Brief a
Which company submitted the PRR comments?

Excerpt to read

..............................

PRR Comments

PRR Number / 830 / PRR Title / Reactive Power Capability Requirement
Date / November 03, 2009
Submitter’s Information
Name / Matt Daniel
E-mail Address /
Company / Horizon Wind Energy LLC
Phone Number / 713-265-0350
Cell Number
Market Segment / Independent Generator
Comments

Horizon Wind Energy appreciates this opportunity to comment on PRR 830, Reactive Power Capability Requirement. Horizon supports reliability and efforts to increase reliability on the ERCOT System, but PRR 830 will not provide additional reliability benefits. No study has been done to determine that any existing generation needs to retrofit to accommodate a reliability situation on the grid and neither ERCOT, nor any other party providing comments, has demonstrated that any reliability problem exists with the Wind-powered Generation Resources (WGRs) now connected to the grid. Despite this, existing WGRs are being asked to install retrofits on operating generation at significant expense. For Horizon alone, the costs are estimated to be tens of millions of dollars.

WGRs have sited thousands of megawatts of capacity in the ERCOT market. That capacity has Reactive Power capability consistent with the existing ERCOT Protocols and other guidance. That capability has been reported in asset registration forms. When interconnection studies showed the need, WGRs have installed additional reactive equipment.

Some commenters argue that WGRs shift costs because they only provide half of the “rectangle.” This is simply not true. First, the requirement in the Protocols is to comply with a Reactive Power standard of the triangle. Many generators, in fact all built before 1999 (conventional generators), avoid the rectangle requirement because they are exempted. The argument that WGRs are shifting costs is made by the same generators who are largely exempt from these requirements for the bulk of their generation fleet. Yet WGRs are the only Market Participants asked to undergo retrofits. In actuality, instead of shifting costs to other Market Participants, WGRs have paid more to support system reliability by going above the Protocol requirements when the TDSP stated that additional reactive capability was necessary.

..............................

Stored records
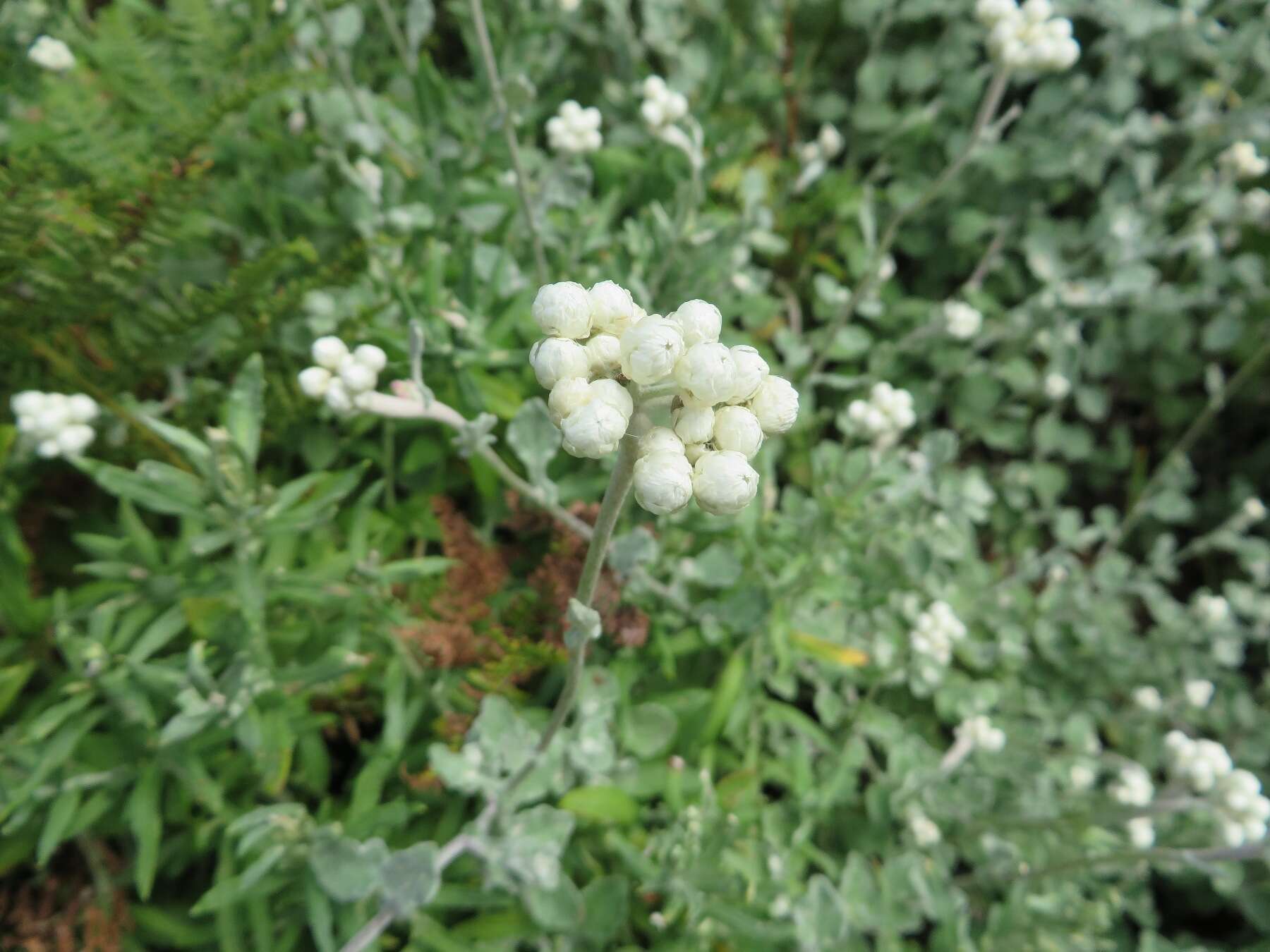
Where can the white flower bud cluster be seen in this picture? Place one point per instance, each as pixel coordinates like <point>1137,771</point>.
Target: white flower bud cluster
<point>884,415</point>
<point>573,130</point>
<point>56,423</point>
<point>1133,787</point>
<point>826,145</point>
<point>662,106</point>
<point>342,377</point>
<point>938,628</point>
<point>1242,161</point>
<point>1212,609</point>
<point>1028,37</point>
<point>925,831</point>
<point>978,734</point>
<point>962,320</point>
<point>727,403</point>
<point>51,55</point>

..............................

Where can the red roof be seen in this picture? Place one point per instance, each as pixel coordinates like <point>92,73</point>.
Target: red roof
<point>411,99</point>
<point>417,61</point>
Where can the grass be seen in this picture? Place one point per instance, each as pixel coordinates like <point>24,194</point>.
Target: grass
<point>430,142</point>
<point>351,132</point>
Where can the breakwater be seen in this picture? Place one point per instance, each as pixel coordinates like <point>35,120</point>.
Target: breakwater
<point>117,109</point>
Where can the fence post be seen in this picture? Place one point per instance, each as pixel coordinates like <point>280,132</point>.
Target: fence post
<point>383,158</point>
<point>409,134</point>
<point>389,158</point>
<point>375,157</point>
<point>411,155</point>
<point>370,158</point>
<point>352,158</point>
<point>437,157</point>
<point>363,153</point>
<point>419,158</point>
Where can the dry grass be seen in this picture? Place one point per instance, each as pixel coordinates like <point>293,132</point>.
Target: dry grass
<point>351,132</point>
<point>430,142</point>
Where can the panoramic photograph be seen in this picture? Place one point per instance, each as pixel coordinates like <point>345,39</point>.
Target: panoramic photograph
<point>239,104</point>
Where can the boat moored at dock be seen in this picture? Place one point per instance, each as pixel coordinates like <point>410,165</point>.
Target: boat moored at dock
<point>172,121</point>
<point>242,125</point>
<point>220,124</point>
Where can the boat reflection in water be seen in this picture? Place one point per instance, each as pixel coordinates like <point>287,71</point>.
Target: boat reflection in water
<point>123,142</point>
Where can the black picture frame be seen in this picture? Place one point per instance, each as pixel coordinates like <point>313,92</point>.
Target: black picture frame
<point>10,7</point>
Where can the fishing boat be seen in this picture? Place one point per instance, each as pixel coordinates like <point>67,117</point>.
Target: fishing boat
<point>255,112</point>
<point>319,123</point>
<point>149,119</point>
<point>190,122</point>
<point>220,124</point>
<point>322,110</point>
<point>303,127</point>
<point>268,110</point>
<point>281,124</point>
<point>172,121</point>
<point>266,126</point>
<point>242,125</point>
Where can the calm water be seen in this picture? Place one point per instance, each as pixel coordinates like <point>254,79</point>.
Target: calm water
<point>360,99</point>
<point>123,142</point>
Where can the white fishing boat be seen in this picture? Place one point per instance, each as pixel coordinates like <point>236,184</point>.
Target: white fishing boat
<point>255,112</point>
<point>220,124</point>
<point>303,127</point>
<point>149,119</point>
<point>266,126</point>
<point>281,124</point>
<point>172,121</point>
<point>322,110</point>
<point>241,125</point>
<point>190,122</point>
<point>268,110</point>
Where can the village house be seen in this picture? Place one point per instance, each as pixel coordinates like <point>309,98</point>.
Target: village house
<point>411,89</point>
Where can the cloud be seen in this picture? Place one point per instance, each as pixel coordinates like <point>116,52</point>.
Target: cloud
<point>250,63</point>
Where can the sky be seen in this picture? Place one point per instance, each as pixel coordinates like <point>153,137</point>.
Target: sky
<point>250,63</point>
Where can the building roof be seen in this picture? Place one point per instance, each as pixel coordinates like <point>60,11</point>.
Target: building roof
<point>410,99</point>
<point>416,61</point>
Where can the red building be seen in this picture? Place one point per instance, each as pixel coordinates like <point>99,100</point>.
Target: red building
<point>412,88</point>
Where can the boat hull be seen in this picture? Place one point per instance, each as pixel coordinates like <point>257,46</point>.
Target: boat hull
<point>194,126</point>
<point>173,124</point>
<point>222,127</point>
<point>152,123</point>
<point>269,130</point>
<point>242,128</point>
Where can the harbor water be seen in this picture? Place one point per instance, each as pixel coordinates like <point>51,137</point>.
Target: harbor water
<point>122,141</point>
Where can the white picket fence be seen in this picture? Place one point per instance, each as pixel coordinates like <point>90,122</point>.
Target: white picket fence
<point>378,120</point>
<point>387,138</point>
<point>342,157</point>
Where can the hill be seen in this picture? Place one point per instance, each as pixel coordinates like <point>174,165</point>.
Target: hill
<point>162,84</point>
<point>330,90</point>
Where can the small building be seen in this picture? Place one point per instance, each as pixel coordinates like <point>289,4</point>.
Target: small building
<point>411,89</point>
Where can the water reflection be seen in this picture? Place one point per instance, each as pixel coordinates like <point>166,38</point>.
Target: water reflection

..............................

Brief b
Rescale a stretch of the records. Begin at the line that has "Where can the hill" and stop after the line that has "<point>330,90</point>". Write those lines out again, requests included, with every answer coordinate multiplied by 1.5 and rounded to a whole number, halves up.

Complete answer a
Horizon Wind Energy LLC

Complete answer b
Where can the hill be seen in this picture? Place one point per instance, each as pixel coordinates like <point>174,165</point>.
Target: hill
<point>243,126</point>
<point>495,135</point>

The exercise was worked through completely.